The records under this task must be duplicated exactly.

* _Source data_:
---

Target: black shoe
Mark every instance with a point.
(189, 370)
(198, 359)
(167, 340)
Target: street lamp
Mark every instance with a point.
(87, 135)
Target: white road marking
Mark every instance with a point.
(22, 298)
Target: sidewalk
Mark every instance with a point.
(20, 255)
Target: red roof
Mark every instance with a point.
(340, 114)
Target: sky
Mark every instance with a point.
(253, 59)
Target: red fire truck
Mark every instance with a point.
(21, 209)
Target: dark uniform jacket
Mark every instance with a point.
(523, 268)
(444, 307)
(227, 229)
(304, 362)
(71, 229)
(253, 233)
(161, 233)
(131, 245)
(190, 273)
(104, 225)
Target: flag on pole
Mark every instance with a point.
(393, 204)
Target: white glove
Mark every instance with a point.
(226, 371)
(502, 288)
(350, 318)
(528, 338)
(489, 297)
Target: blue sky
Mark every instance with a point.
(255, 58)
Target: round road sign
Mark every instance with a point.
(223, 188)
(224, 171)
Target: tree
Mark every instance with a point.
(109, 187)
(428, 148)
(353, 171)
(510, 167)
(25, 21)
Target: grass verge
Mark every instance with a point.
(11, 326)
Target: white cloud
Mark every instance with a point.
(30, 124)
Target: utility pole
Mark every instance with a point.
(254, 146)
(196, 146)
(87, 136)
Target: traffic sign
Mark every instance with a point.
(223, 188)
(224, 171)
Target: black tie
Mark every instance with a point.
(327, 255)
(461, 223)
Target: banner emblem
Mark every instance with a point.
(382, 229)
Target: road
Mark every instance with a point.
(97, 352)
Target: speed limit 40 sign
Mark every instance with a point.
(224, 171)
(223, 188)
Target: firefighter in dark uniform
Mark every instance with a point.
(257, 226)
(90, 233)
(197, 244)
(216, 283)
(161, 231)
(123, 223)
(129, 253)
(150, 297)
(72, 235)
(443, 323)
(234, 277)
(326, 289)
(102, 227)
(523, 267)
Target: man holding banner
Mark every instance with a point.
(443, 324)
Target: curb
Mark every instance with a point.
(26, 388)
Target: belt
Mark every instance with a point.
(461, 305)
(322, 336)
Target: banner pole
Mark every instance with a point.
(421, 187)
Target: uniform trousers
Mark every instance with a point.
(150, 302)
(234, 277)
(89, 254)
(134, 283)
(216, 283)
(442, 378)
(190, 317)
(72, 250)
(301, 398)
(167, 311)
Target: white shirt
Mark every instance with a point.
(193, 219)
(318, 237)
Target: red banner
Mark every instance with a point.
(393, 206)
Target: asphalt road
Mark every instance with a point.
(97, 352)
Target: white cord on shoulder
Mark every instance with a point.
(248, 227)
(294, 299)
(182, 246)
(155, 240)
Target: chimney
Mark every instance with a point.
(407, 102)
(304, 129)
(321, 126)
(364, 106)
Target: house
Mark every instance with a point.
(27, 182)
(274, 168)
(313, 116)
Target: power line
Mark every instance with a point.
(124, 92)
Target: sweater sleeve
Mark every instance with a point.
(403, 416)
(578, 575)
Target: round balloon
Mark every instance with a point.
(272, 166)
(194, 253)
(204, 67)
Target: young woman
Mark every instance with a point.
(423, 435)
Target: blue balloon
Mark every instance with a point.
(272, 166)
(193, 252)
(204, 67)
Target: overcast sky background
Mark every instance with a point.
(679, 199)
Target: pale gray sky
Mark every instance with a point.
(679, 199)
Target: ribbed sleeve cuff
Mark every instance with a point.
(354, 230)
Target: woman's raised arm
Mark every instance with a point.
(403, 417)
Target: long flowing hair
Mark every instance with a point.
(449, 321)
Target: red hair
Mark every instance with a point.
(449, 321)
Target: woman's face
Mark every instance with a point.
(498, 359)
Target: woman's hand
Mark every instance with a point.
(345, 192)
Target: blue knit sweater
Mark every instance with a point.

---

* _Reply to the task_:
Target: black shoe
Mark every instance with a point.
(189, 370)
(198, 359)
(167, 340)
Target: street lamp
Mark every instance with a point.
(87, 135)
Target: white road marking
Mark every instance with a point.
(22, 298)
Target: sidewalk
Mark every instance with a point.
(20, 255)
Target: red roof
Mark every instance with a point.
(340, 114)
Target: sky
Mark every instance with a point.
(253, 59)
Target: red fire truck
Mark every instance with a point.
(21, 209)
Target: dark uniform jacket
Mark every instance with a point.
(523, 268)
(444, 307)
(227, 229)
(304, 362)
(71, 229)
(253, 233)
(161, 233)
(131, 245)
(190, 273)
(104, 225)
Target: flag on pole
Mark every instance with a point.
(393, 204)
Target: white glove
Mark every instance with a point.
(226, 371)
(502, 288)
(350, 318)
(528, 338)
(489, 297)
Target: blue sky
Mark every instance with a point.
(255, 58)
Target: round road sign
Mark every instance with a point.
(223, 188)
(224, 171)
Target: tree
Mark every instance with a point.
(109, 187)
(428, 148)
(353, 171)
(510, 167)
(25, 21)
Target: grass verge
Mark every instance with a point.
(11, 326)
Target: white cloud
Mark every instance with a point.
(30, 124)
Target: utility pole
Mark every instance with a point.
(254, 146)
(196, 146)
(87, 136)
Target: traffic sign
Mark every instance with a point.
(223, 188)
(224, 171)
Target: black tie
Mark every instance with a point.
(327, 255)
(461, 223)
Target: banner emblem
Mark every instance with a point.
(382, 229)
Target: road
Mark every instance with a point.
(97, 352)
Target: speed limit 40 sign
Mark every instance with a point.
(224, 171)
(223, 188)
Target: firefighter in dark uniform
Mark every instance with a point.
(257, 226)
(90, 233)
(197, 244)
(216, 283)
(161, 231)
(123, 223)
(129, 253)
(150, 297)
(72, 235)
(443, 323)
(234, 277)
(326, 289)
(102, 227)
(523, 267)
Target: man holding banner
Mark every instance with a point.
(443, 324)
Target: curb
Mark every instance with a point.
(26, 388)
Target: belt
Mark every instance with a point.
(461, 305)
(322, 336)
Target: banner pole
Mark every instance with a point.
(421, 187)
Target: uniform trousers
Mark every instance with a point.
(150, 302)
(234, 277)
(89, 254)
(134, 283)
(216, 283)
(442, 378)
(190, 317)
(72, 250)
(301, 398)
(167, 311)
Target: white shirt
Mark every instance with a point.
(193, 219)
(318, 237)
Target: red banner
Mark every instance with a point.
(393, 206)
Target: asphalt road
Mark every instance with a point.
(97, 352)
Target: white cord on shoulder
Mark every instance with a point.
(248, 227)
(294, 299)
(182, 246)
(155, 240)
Target: chimney
Mark every instance with a point.
(407, 102)
(304, 129)
(321, 126)
(364, 106)
Target: house
Mark every instance with a point.
(27, 182)
(274, 168)
(313, 116)
Target: power line
Mark every instance with a point.
(124, 92)
Target: sweater sleeve
Mark every instance with a point.
(403, 416)
(578, 575)
Target: round balloon
Mark every instance with a point.
(272, 166)
(194, 253)
(204, 67)
Target: young woman
Mark every instance with a point.
(423, 435)
Target: blue balloon
Mark every instance with a point.
(272, 166)
(193, 252)
(204, 67)
Target: overcast sky background
Mark every instance with a point.
(679, 199)
Target: pale gray sky
Mark every instance with a point.
(679, 199)
Target: ribbed sleeve cuff
Mark every instance with a point.
(354, 230)
Target: woman's raised arm
Mark every instance with a point.
(403, 417)
Target: long flowing hair
Mark every instance with a point.
(449, 321)
Target: red hair
Mark every instance with a point.
(449, 321)
Target: woman's face
Mark every instance with a point.
(498, 359)
Target: woman's hand
Mark every instance with a point.
(345, 192)
Target: blue knit sweater
Mark every instance with a point.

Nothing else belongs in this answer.